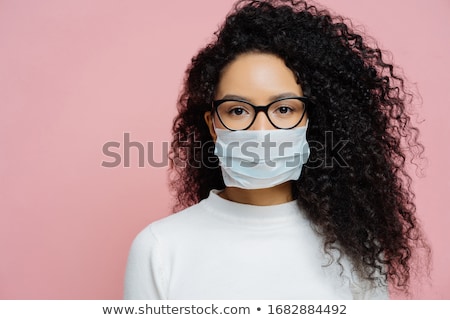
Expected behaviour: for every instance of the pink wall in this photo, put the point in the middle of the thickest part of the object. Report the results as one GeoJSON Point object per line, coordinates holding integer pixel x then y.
{"type": "Point", "coordinates": [77, 74]}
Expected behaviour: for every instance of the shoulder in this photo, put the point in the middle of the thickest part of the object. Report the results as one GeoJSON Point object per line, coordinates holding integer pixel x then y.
{"type": "Point", "coordinates": [182, 224]}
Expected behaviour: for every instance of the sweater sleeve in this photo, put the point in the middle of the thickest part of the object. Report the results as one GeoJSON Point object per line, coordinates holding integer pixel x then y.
{"type": "Point", "coordinates": [144, 276]}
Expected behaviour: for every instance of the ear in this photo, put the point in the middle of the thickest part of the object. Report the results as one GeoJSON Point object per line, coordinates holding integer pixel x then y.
{"type": "Point", "coordinates": [209, 122]}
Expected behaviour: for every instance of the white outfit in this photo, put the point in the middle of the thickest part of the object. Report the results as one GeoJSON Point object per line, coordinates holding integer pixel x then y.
{"type": "Point", "coordinates": [219, 249]}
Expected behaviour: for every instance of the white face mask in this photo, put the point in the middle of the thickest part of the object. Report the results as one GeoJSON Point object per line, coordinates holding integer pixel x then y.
{"type": "Point", "coordinates": [257, 159]}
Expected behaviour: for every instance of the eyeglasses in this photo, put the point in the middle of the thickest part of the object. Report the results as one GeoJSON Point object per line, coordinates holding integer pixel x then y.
{"type": "Point", "coordinates": [284, 113]}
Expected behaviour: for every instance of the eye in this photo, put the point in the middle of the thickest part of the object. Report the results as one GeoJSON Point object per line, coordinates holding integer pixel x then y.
{"type": "Point", "coordinates": [237, 111]}
{"type": "Point", "coordinates": [284, 109]}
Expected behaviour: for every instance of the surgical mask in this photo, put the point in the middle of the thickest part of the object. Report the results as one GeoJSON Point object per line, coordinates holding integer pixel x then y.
{"type": "Point", "coordinates": [257, 159]}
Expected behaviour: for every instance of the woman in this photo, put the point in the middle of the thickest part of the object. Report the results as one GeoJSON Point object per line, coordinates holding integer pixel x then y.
{"type": "Point", "coordinates": [288, 162]}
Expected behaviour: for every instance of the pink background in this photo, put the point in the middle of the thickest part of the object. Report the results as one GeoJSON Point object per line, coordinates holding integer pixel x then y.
{"type": "Point", "coordinates": [77, 74]}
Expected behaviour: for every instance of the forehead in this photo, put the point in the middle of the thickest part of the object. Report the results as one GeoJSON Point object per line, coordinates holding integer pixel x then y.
{"type": "Point", "coordinates": [257, 76]}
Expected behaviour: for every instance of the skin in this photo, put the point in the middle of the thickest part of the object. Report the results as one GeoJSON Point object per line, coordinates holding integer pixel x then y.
{"type": "Point", "coordinates": [258, 78]}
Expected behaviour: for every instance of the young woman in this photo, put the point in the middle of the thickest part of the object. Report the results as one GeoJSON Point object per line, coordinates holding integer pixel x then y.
{"type": "Point", "coordinates": [288, 161]}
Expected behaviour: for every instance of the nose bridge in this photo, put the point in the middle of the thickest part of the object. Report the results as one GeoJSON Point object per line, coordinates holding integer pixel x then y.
{"type": "Point", "coordinates": [261, 122]}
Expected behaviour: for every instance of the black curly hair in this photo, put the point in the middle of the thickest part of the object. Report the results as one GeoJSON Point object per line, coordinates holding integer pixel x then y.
{"type": "Point", "coordinates": [363, 204]}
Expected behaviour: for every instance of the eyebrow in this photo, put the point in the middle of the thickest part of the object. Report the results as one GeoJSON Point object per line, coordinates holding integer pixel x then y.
{"type": "Point", "coordinates": [271, 98]}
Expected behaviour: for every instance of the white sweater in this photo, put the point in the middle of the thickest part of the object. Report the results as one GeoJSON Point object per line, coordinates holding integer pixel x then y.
{"type": "Point", "coordinates": [219, 249]}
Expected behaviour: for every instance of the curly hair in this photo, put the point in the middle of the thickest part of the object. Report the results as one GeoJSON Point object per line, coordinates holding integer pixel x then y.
{"type": "Point", "coordinates": [363, 203]}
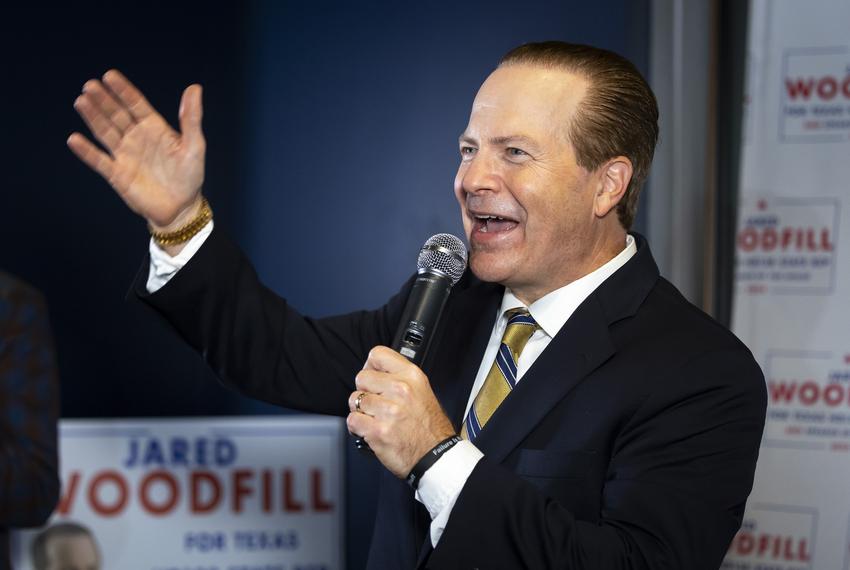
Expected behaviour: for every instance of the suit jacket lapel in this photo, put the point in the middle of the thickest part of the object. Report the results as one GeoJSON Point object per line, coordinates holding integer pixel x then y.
{"type": "Point", "coordinates": [579, 347]}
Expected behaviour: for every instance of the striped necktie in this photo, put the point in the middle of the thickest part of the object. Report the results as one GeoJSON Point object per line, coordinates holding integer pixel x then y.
{"type": "Point", "coordinates": [503, 374]}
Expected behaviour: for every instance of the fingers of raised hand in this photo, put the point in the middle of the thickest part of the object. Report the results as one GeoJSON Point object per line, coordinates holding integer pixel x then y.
{"type": "Point", "coordinates": [128, 95]}
{"type": "Point", "coordinates": [100, 124]}
{"type": "Point", "coordinates": [111, 108]}
{"type": "Point", "coordinates": [95, 158]}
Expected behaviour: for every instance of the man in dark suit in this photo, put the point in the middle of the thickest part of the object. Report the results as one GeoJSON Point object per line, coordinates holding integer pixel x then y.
{"type": "Point", "coordinates": [605, 421]}
{"type": "Point", "coordinates": [29, 406]}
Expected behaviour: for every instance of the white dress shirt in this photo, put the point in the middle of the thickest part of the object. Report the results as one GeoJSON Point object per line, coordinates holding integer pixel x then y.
{"type": "Point", "coordinates": [441, 485]}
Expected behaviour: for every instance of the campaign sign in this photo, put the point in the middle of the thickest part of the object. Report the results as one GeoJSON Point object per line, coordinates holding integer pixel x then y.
{"type": "Point", "coordinates": [815, 101]}
{"type": "Point", "coordinates": [808, 400]}
{"type": "Point", "coordinates": [195, 494]}
{"type": "Point", "coordinates": [774, 537]}
{"type": "Point", "coordinates": [786, 245]}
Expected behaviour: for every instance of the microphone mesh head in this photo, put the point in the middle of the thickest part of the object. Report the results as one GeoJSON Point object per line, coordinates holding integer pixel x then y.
{"type": "Point", "coordinates": [444, 253]}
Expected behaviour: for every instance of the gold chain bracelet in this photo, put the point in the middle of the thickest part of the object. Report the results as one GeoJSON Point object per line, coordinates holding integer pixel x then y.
{"type": "Point", "coordinates": [186, 232]}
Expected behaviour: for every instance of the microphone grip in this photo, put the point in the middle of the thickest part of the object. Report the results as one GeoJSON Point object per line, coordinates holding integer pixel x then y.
{"type": "Point", "coordinates": [418, 321]}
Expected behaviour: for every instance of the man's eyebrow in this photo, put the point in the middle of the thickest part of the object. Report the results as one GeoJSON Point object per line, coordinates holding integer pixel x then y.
{"type": "Point", "coordinates": [499, 141]}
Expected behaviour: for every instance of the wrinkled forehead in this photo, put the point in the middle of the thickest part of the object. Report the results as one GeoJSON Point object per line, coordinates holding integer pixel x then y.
{"type": "Point", "coordinates": [521, 97]}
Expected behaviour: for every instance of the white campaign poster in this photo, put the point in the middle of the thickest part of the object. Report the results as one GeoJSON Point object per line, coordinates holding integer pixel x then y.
{"type": "Point", "coordinates": [792, 294]}
{"type": "Point", "coordinates": [252, 493]}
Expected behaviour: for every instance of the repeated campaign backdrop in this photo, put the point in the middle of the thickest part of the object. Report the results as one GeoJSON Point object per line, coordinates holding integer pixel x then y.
{"type": "Point", "coordinates": [792, 293]}
{"type": "Point", "coordinates": [332, 144]}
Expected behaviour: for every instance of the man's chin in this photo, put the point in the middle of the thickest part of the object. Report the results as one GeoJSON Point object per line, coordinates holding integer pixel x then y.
{"type": "Point", "coordinates": [489, 268]}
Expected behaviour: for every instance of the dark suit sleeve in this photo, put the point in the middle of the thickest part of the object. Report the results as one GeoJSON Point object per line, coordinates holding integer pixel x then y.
{"type": "Point", "coordinates": [29, 404]}
{"type": "Point", "coordinates": [255, 342]}
{"type": "Point", "coordinates": [681, 469]}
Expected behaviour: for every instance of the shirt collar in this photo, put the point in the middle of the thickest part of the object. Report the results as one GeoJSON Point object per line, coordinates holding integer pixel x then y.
{"type": "Point", "coordinates": [554, 309]}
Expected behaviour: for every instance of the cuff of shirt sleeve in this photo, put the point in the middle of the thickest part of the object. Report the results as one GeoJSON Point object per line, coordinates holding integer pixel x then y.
{"type": "Point", "coordinates": [441, 485]}
{"type": "Point", "coordinates": [164, 267]}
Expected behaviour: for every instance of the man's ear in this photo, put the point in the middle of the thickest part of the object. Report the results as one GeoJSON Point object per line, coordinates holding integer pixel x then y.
{"type": "Point", "coordinates": [614, 178]}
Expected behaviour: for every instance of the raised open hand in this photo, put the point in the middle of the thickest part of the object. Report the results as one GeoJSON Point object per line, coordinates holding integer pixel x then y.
{"type": "Point", "coordinates": [157, 171]}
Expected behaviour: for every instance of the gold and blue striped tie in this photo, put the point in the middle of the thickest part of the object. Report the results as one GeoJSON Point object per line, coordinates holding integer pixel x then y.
{"type": "Point", "coordinates": [503, 374]}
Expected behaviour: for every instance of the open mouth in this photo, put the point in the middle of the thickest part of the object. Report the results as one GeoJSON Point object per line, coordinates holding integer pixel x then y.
{"type": "Point", "coordinates": [492, 224]}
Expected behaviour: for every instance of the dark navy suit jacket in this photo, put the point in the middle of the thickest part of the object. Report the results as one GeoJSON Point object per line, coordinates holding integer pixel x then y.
{"type": "Point", "coordinates": [630, 443]}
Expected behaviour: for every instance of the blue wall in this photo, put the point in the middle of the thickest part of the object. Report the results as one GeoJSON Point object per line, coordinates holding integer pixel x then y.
{"type": "Point", "coordinates": [332, 139]}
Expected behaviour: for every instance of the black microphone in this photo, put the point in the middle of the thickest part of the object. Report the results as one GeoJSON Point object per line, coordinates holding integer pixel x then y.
{"type": "Point", "coordinates": [441, 263]}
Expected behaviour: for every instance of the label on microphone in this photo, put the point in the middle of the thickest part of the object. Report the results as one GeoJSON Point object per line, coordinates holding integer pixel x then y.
{"type": "Point", "coordinates": [407, 352]}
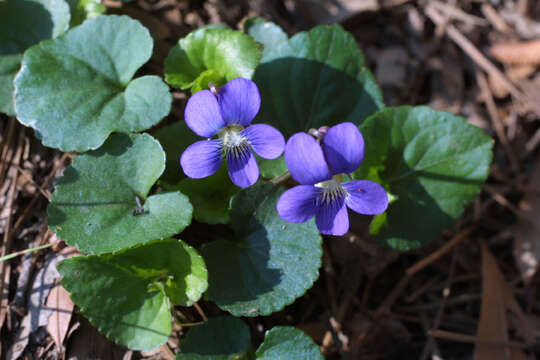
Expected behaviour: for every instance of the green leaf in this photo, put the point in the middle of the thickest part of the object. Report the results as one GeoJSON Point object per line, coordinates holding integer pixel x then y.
{"type": "Point", "coordinates": [210, 196]}
{"type": "Point", "coordinates": [270, 262]}
{"type": "Point", "coordinates": [127, 295]}
{"type": "Point", "coordinates": [265, 32]}
{"type": "Point", "coordinates": [77, 89]}
{"type": "Point", "coordinates": [174, 138]}
{"type": "Point", "coordinates": [94, 206]}
{"type": "Point", "coordinates": [9, 66]}
{"type": "Point", "coordinates": [84, 9]}
{"type": "Point", "coordinates": [432, 161]}
{"type": "Point", "coordinates": [286, 342]}
{"type": "Point", "coordinates": [316, 78]}
{"type": "Point", "coordinates": [214, 54]}
{"type": "Point", "coordinates": [23, 24]}
{"type": "Point", "coordinates": [272, 168]}
{"type": "Point", "coordinates": [220, 338]}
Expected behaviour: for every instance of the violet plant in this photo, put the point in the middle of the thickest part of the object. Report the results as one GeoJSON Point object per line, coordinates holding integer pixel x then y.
{"type": "Point", "coordinates": [125, 201]}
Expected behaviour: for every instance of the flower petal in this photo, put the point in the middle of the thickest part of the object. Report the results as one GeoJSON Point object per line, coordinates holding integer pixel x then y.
{"type": "Point", "coordinates": [239, 101]}
{"type": "Point", "coordinates": [201, 159]}
{"type": "Point", "coordinates": [332, 217]}
{"type": "Point", "coordinates": [265, 140]}
{"type": "Point", "coordinates": [343, 147]}
{"type": "Point", "coordinates": [305, 160]}
{"type": "Point", "coordinates": [298, 204]}
{"type": "Point", "coordinates": [202, 114]}
{"type": "Point", "coordinates": [366, 197]}
{"type": "Point", "coordinates": [243, 169]}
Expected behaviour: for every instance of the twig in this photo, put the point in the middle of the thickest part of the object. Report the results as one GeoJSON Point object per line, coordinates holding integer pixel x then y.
{"type": "Point", "coordinates": [448, 335]}
{"type": "Point", "coordinates": [22, 252]}
{"type": "Point", "coordinates": [475, 54]}
{"type": "Point", "coordinates": [496, 120]}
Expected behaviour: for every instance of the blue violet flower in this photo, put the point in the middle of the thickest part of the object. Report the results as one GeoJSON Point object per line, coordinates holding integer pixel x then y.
{"type": "Point", "coordinates": [228, 114]}
{"type": "Point", "coordinates": [318, 167]}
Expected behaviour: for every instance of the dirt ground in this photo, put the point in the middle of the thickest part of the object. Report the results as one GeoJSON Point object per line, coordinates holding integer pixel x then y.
{"type": "Point", "coordinates": [471, 293]}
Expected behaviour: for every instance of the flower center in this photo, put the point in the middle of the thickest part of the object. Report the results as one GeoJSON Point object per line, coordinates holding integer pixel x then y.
{"type": "Point", "coordinates": [233, 141]}
{"type": "Point", "coordinates": [331, 190]}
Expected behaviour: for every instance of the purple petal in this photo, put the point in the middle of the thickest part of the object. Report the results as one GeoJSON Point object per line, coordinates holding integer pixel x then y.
{"type": "Point", "coordinates": [239, 101]}
{"type": "Point", "coordinates": [265, 140]}
{"type": "Point", "coordinates": [305, 160]}
{"type": "Point", "coordinates": [332, 218]}
{"type": "Point", "coordinates": [201, 159]}
{"type": "Point", "coordinates": [243, 169]}
{"type": "Point", "coordinates": [366, 197]}
{"type": "Point", "coordinates": [343, 147]}
{"type": "Point", "coordinates": [298, 204]}
{"type": "Point", "coordinates": [202, 114]}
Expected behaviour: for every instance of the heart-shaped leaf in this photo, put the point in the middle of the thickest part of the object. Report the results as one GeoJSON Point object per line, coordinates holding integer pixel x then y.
{"type": "Point", "coordinates": [270, 262]}
{"type": "Point", "coordinates": [77, 89]}
{"type": "Point", "coordinates": [220, 338]}
{"type": "Point", "coordinates": [226, 338]}
{"type": "Point", "coordinates": [127, 295]}
{"type": "Point", "coordinates": [432, 161]}
{"type": "Point", "coordinates": [84, 9]}
{"type": "Point", "coordinates": [265, 32]}
{"type": "Point", "coordinates": [174, 138]}
{"type": "Point", "coordinates": [211, 54]}
{"type": "Point", "coordinates": [210, 196]}
{"type": "Point", "coordinates": [95, 205]}
{"type": "Point", "coordinates": [23, 24]}
{"type": "Point", "coordinates": [316, 78]}
{"type": "Point", "coordinates": [287, 342]}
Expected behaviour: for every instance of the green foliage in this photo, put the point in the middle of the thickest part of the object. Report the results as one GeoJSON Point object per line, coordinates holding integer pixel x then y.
{"type": "Point", "coordinates": [23, 24]}
{"type": "Point", "coordinates": [220, 338]}
{"type": "Point", "coordinates": [127, 295]}
{"type": "Point", "coordinates": [270, 262]}
{"type": "Point", "coordinates": [84, 9]}
{"type": "Point", "coordinates": [316, 78]}
{"type": "Point", "coordinates": [286, 342]}
{"type": "Point", "coordinates": [227, 338]}
{"type": "Point", "coordinates": [94, 206]}
{"type": "Point", "coordinates": [77, 89]}
{"type": "Point", "coordinates": [174, 138]}
{"type": "Point", "coordinates": [265, 32]}
{"type": "Point", "coordinates": [432, 161]}
{"type": "Point", "coordinates": [210, 196]}
{"type": "Point", "coordinates": [211, 54]}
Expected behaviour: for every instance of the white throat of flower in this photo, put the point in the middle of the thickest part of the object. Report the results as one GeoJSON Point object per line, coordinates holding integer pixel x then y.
{"type": "Point", "coordinates": [331, 190]}
{"type": "Point", "coordinates": [232, 141]}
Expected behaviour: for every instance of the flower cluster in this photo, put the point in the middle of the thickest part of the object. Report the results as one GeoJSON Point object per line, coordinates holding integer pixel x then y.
{"type": "Point", "coordinates": [319, 166]}
{"type": "Point", "coordinates": [228, 114]}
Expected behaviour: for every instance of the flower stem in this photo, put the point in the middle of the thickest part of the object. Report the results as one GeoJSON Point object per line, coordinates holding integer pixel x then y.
{"type": "Point", "coordinates": [281, 178]}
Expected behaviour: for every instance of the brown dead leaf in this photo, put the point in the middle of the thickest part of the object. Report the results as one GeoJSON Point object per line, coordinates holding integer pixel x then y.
{"type": "Point", "coordinates": [527, 234]}
{"type": "Point", "coordinates": [497, 299]}
{"type": "Point", "coordinates": [525, 52]}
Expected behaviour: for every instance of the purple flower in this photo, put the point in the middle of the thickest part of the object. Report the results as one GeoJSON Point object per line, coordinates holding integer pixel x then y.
{"type": "Point", "coordinates": [318, 168]}
{"type": "Point", "coordinates": [228, 114]}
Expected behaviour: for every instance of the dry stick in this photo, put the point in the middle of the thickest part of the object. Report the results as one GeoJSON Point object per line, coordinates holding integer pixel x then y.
{"type": "Point", "coordinates": [6, 244]}
{"type": "Point", "coordinates": [398, 289]}
{"type": "Point", "coordinates": [448, 335]}
{"type": "Point", "coordinates": [475, 54]}
{"type": "Point", "coordinates": [43, 187]}
{"type": "Point", "coordinates": [6, 141]}
{"type": "Point", "coordinates": [496, 121]}
{"type": "Point", "coordinates": [431, 345]}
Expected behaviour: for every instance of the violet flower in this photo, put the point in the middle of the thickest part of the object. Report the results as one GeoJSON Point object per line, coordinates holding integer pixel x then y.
{"type": "Point", "coordinates": [318, 168]}
{"type": "Point", "coordinates": [228, 114]}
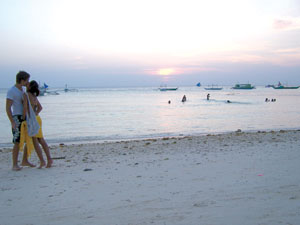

TO BE DONE:
Pull out every line of the data that contains the word "collar" and list those lines.

SOLUTION TO THIS PROBLEM:
Expected behaviour: for every instance of the shirt collar in this photo, put the point in the middle of the thickest part of the object. Report the results as one GeoJSON Point object per line, coordinates holding integer pixel x then y.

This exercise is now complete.